▸ Instructions for the task
Repeat each record exactly. Any picture gets left out.

Data entries:

____

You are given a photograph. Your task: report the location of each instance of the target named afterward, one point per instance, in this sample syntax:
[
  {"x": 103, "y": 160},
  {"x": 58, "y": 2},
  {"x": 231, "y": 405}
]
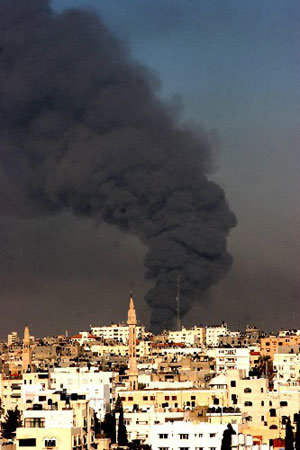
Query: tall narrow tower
[
  {"x": 132, "y": 372},
  {"x": 26, "y": 353}
]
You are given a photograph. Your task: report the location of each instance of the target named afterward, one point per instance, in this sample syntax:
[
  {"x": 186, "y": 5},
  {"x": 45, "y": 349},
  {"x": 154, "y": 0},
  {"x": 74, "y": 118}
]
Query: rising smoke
[{"x": 81, "y": 129}]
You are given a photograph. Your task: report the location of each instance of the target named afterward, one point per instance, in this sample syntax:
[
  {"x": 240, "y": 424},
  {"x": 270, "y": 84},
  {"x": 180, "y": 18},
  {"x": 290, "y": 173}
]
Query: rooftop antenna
[{"x": 178, "y": 322}]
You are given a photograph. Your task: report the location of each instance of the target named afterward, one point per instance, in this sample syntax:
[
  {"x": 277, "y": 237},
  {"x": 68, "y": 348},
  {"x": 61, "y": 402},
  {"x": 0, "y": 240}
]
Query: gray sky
[{"x": 234, "y": 67}]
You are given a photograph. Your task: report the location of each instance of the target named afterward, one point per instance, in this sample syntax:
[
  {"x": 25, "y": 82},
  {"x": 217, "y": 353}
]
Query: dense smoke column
[{"x": 82, "y": 129}]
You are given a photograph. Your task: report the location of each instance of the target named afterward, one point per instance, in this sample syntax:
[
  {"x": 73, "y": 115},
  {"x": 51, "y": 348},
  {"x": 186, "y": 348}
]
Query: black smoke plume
[{"x": 81, "y": 129}]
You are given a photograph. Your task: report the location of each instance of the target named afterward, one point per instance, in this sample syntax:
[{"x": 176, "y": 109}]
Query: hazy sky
[{"x": 234, "y": 68}]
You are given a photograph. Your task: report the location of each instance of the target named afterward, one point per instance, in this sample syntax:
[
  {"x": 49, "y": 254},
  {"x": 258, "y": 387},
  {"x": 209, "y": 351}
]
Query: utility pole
[{"x": 178, "y": 304}]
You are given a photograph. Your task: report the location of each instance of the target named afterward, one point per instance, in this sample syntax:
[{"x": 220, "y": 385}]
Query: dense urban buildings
[{"x": 121, "y": 386}]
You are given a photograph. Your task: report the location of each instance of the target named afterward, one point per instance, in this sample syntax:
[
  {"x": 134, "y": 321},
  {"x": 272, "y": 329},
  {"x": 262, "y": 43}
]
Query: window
[
  {"x": 29, "y": 442},
  {"x": 50, "y": 442},
  {"x": 183, "y": 436},
  {"x": 163, "y": 436},
  {"x": 34, "y": 422}
]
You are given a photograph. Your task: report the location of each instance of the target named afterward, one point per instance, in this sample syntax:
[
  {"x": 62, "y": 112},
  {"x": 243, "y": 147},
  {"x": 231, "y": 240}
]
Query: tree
[
  {"x": 108, "y": 426},
  {"x": 297, "y": 438},
  {"x": 122, "y": 432},
  {"x": 226, "y": 440},
  {"x": 289, "y": 436},
  {"x": 10, "y": 423},
  {"x": 97, "y": 426},
  {"x": 118, "y": 404}
]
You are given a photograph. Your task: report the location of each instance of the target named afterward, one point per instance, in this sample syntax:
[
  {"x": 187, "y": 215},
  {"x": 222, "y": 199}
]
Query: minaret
[
  {"x": 26, "y": 354},
  {"x": 132, "y": 372}
]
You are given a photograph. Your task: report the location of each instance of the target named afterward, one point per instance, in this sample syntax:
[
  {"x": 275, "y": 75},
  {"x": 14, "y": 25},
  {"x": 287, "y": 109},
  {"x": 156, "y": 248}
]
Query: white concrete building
[
  {"x": 117, "y": 332},
  {"x": 63, "y": 429},
  {"x": 97, "y": 386},
  {"x": 139, "y": 424},
  {"x": 286, "y": 366},
  {"x": 182, "y": 435},
  {"x": 192, "y": 337},
  {"x": 232, "y": 358},
  {"x": 213, "y": 333}
]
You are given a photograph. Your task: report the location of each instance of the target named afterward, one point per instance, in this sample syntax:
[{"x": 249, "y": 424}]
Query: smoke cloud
[{"x": 82, "y": 129}]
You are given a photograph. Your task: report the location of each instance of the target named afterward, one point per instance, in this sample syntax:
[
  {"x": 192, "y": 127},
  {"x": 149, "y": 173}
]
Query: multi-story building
[
  {"x": 269, "y": 345},
  {"x": 96, "y": 385},
  {"x": 182, "y": 435},
  {"x": 213, "y": 333},
  {"x": 232, "y": 358},
  {"x": 192, "y": 337},
  {"x": 48, "y": 427},
  {"x": 117, "y": 332}
]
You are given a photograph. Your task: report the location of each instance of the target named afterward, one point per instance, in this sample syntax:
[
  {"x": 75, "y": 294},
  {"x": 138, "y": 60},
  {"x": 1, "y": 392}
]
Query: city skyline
[{"x": 235, "y": 69}]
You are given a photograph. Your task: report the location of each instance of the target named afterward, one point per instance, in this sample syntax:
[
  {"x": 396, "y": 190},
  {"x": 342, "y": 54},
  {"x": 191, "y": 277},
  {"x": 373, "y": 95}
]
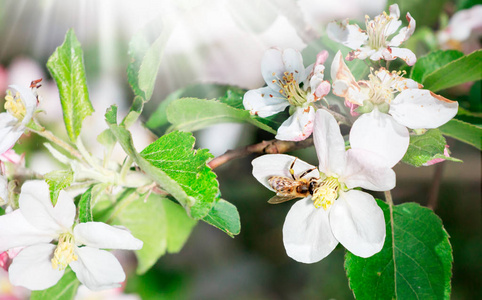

____

▸ Answer to the problem
You are given a photograph. Your task: report the location of each instance of the target named afterward, one point per instance, in this sample syntax:
[
  {"x": 103, "y": 160},
  {"x": 58, "y": 2},
  {"x": 231, "y": 405}
]
Query: tall narrow tower
[
  {"x": 132, "y": 372},
  {"x": 26, "y": 353}
]
You are given a photograph. Your task: report the location of each instance of the target named afterward, one point per instance, in this sample syntax:
[
  {"x": 186, "y": 5},
  {"x": 45, "y": 349},
  {"x": 154, "y": 0},
  {"x": 74, "y": 118}
]
Query: rising smoke
[{"x": 81, "y": 129}]
You are given a photograph. Your task: report the location of each instance of the target named afterward, one point per instance, in this sample syntax:
[
  {"x": 240, "y": 424},
  {"x": 270, "y": 84},
  {"x": 180, "y": 18},
  {"x": 290, "y": 173}
]
Query: rooftop antenna
[{"x": 178, "y": 322}]
You are given a photograph. Your task: report the location of each instance of the target named afterward, one point per instance, in this sample syntax:
[
  {"x": 277, "y": 237},
  {"x": 68, "y": 348},
  {"x": 61, "y": 402},
  {"x": 0, "y": 240}
]
Query: gray sky
[{"x": 234, "y": 67}]
You are given a photograph. Your task: report the location of each instance of the target named afterward, one point per instance, in this sample syntax:
[
  {"x": 25, "y": 82},
  {"x": 217, "y": 353}
]
Query: dense smoke column
[{"x": 82, "y": 129}]
You are given a photograph. Your task: report the location of each instance of the target named afterward, one point per instance, in this sample syntax:
[
  {"x": 73, "y": 115},
  {"x": 51, "y": 348},
  {"x": 186, "y": 348}
]
Query: black smoke plume
[{"x": 81, "y": 129}]
You are given a photograph. Your task: report the location of each instance of the target named afterward, one point per instance, in this sample syntax:
[{"x": 176, "y": 109}]
Query: hazy sky
[{"x": 234, "y": 68}]
You are given a photograph. Your task: report the location of each instance of the target named afterward, one point per instance, in this sample syntax:
[
  {"x": 49, "y": 254},
  {"x": 258, "y": 387},
  {"x": 209, "y": 351}
]
Query: utility pole
[{"x": 178, "y": 304}]
You are given a photograph. Your task: report the location of each instance of the target named afterward, one point per instance, in this sample syntax:
[{"x": 220, "y": 385}]
Query: dense urban buildings
[{"x": 121, "y": 386}]
You are given a photograph. Your task: report the location of each instance of the target named afterward, one point per instance, in this sample syntax:
[
  {"x": 134, "y": 321},
  {"x": 272, "y": 329},
  {"x": 262, "y": 43}
]
Query: window
[
  {"x": 29, "y": 442},
  {"x": 50, "y": 442},
  {"x": 183, "y": 436},
  {"x": 163, "y": 436},
  {"x": 34, "y": 422}
]
You are given a photograph. Your task: report the location of each instance of the target named afterward, one point per instance, in this sample syntax:
[
  {"x": 62, "y": 112},
  {"x": 243, "y": 147},
  {"x": 231, "y": 240}
]
Query: tree
[
  {"x": 108, "y": 426},
  {"x": 297, "y": 438},
  {"x": 122, "y": 432},
  {"x": 226, "y": 440},
  {"x": 289, "y": 436},
  {"x": 10, "y": 423},
  {"x": 97, "y": 426},
  {"x": 118, "y": 404}
]
You are given a photograph. Your task: report the location of each instance of the target named afterward, one point per instance, in this sample syntax:
[
  {"x": 187, "y": 215},
  {"x": 222, "y": 199}
]
Query: minaret
[
  {"x": 26, "y": 354},
  {"x": 132, "y": 372}
]
You are given a photograph. Your task: report the location of each instance of the target named afterward, one point per instance, in this sample syntax:
[
  {"x": 275, "y": 75},
  {"x": 14, "y": 25},
  {"x": 287, "y": 109},
  {"x": 156, "y": 248}
]
Query: white concrete building
[
  {"x": 117, "y": 332},
  {"x": 63, "y": 429},
  {"x": 97, "y": 386},
  {"x": 139, "y": 424},
  {"x": 286, "y": 366},
  {"x": 182, "y": 435},
  {"x": 192, "y": 337},
  {"x": 232, "y": 358},
  {"x": 213, "y": 333}
]
You are given a photograph. Your task: report the location of each instance of the target named afterward, one point per instance, in this sample syntax:
[{"x": 249, "y": 424}]
Query: smoke cloud
[{"x": 82, "y": 129}]
You are given a photograph. Your task: report the location of each instance of the target named afterward, one point per instance, in this sample syntax:
[
  {"x": 192, "y": 127},
  {"x": 149, "y": 173}
]
Query: multi-story building
[
  {"x": 269, "y": 345},
  {"x": 96, "y": 385},
  {"x": 182, "y": 435},
  {"x": 213, "y": 333},
  {"x": 232, "y": 358},
  {"x": 192, "y": 337},
  {"x": 48, "y": 427},
  {"x": 117, "y": 332}
]
You are given a photograph. Your task: report the location of each instance of the target named afterward, one point per instance, in this sample syntax:
[
  {"x": 75, "y": 294},
  {"x": 138, "y": 60},
  {"x": 1, "y": 392}
]
Query: city skyline
[{"x": 235, "y": 69}]
You are given a photograph. Your task: report the location of each instance of the target named afterward, one point per instance, in this sample syntax:
[
  {"x": 396, "y": 190},
  {"x": 342, "y": 54},
  {"x": 191, "y": 277},
  {"x": 373, "y": 95}
]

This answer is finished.